» **Tarefa**: No trecho sobre as mortes de Celso Daniel e de Toninho do PT, por qual avenida trafegava Toninho do PT quando seu carro foi alvejado?

=== Trecho para leitura ===

Um
liame entre elas é que ambos foram eleitos pela legenda do PT. Outro: ambos
foram mortos durante o exercício do mandato. Talvez as coincidências parem por
aí. A apuração da morte de Celso Daniel teve várias reviravoltas, a mais
recente apresentada numa das fases da Operação Lava-Jato, a 27ª, chamada de
“carbono 14”. Para os que ainda não sabem, segundo a enciclopédia interativa
Wikipedia, “a técnica de datação por
carbono-14 foi descoberta nos anos quarenta por Willard Libby. Ele percebeu que a quantidade de carbono-14 dos tecidos orgânicos
mortos diminui a um ritmo constante com o passar do tempo. Assim, a medição dos
valores de carbono-14 em um objeto antigo nos dá pistas muito exatas dos anos
decorridos desde sua morte”. A sua morte parece estar fortemente ligada à
corrupção: um dos seus irmãos, ao depor numa CPI, disse ter visto no
apartamento do prefeito, na área de serviço, diversos sacos de sanito
abarrotados de dinheiro: como os prefeitos não tinham um salário tão alto e
nenhum pagamento era feito em dinheiro, ele concluiu que era produto de
corrupção. Detalhes tenebrosos sempre cercaram o fato e parece que agora alguma
luz será jogada sobre ele.
Outro liame a liga-los é
o que diz respeito ao crime político. Muitas pessoas e até a mídia dizem
tratar-se de crime político. Para decepção de muitos, nenhum dos dois
homicídios pode ser classificado como crime político, pois esta espécie de
crime está descrita na lei de segurança nacional: a morte de alguém somente
será crime político se foi praticado contra o Presidente da República, o do
Senado Federal, o da Câmara dos Deputados ou o do Supremo Tribunal Federal e,
óbvio, tiver motivação política. Matar um governador ou um prefeito ou o
presidente de um tribunal de justiça não constituem crime político – não no
sentido jurídico da expressão.
A morte do prefeito
Toninho do PT resultou num processo por homicídio que tramitou na Vara do Júri
da comarca de Campinas. O óbito se deu no dia 10 de setembro de 2001 por volta
das dez da noite. Os detalhes do fato em si são do conhecimento de todos: após
um dia – era uma segunda-feira – de trabalho na prefeitura ele foi à academia
de ginástica de seu irmão, localizada na avenida Moraes Salles, dirigindo-se em
seguida ao Shopping Iguatemi onde apanhou um terno que comprara e fora deixado
na loja para ajuste. Indo para sua casa, ele trafegava pela avenida Mackenzie
quando seu carro – um Palio – foi alvejado por tiros disparados do interior de
um Vectra prata. Foi instaurado
inquérito policial pelo Setor de Homicídios da Delegacia Seccional de Polícia,
posteriormente encaminhado ao DHPP – Divisão de Homicídios e Proteção à Pessoa
do DEIC. Encerrado o inquérito e enviado à Vara do Júri, o Ministério Público
denunciou Wanderson Nilton de Paula Lima, cognominado “Andinho”, de estar no
interior do Vectra prata acompanhado de três supostos membros de uma suposta
quadrilha conhecida por “quadrilha do ‘Andinho’”. Seriam eles: “Valmirzinho”

=== Informações fornecidas ===

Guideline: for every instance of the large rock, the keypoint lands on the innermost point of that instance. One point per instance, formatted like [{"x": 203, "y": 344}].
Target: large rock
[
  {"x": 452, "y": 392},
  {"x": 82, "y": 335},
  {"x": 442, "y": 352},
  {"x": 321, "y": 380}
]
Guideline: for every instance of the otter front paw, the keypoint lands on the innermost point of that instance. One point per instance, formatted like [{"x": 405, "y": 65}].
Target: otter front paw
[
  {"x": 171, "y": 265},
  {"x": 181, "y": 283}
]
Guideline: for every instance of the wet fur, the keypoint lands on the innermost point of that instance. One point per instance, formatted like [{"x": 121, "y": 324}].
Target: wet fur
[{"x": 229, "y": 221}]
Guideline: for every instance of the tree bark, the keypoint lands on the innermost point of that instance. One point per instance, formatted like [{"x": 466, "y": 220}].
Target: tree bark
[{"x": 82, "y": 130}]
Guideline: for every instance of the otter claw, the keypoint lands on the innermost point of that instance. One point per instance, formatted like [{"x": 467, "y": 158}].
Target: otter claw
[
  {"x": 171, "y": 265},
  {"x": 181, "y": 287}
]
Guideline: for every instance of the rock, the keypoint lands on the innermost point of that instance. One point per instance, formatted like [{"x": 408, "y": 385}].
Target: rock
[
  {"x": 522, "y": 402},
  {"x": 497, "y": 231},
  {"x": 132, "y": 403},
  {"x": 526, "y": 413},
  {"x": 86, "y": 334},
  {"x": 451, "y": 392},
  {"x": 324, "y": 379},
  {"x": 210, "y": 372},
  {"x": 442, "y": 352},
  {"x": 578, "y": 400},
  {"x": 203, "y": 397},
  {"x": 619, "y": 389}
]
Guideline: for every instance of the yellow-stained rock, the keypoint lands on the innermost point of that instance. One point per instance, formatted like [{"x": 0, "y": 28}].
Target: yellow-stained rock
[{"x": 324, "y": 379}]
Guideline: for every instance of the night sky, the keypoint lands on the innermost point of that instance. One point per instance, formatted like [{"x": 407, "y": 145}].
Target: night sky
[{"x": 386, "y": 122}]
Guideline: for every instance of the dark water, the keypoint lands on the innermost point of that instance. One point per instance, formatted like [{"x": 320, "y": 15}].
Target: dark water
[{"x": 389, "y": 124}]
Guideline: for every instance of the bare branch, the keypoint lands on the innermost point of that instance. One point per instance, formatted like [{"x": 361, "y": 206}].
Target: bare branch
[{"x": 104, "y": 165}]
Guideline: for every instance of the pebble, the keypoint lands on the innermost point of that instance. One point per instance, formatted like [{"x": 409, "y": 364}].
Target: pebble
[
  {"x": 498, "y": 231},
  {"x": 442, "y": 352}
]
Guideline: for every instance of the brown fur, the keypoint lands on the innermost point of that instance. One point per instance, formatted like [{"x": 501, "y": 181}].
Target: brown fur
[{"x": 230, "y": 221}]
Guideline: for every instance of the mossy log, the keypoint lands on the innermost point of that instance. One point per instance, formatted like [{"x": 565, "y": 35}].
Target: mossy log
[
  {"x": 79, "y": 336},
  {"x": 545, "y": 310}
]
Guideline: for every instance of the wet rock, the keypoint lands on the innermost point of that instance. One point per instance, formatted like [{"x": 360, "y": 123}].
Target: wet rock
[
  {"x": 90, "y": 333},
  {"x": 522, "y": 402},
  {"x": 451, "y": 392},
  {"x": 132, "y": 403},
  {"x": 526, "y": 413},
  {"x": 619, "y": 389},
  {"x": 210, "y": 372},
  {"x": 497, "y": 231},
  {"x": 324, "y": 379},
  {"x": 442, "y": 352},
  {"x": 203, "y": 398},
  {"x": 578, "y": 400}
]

===

» **Resultado**: Pela avenida Mackenzie.